Task:
Lay out each line of the data below as a string in a JSON list, one string per line, with blank lines omitted. Leave any images out of your answer.

Dataset rows:
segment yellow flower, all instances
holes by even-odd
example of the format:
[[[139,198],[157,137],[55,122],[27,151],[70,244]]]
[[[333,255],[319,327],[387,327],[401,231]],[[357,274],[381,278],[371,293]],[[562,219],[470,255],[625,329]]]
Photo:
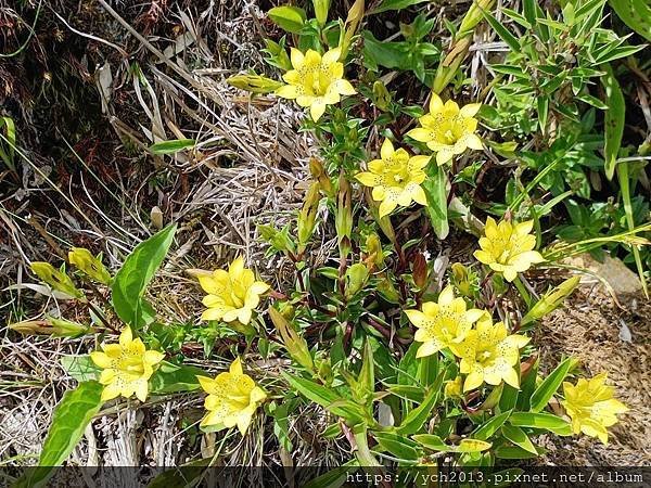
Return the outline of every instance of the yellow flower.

Response to this task:
[
  "segment yellow flower, all instances",
  "holes by even-odd",
  "example of the format:",
  "[[[139,198],[157,137],[55,122],[27,151],[70,244]]]",
  "[[[333,255],[319,327],[387,327],[401,231]],[[357,274],[381,278],[371,293]],[[562,219],[470,255],[625,329]]]",
  "Photo:",
  "Return the outline of every instance of the yellow flower."
]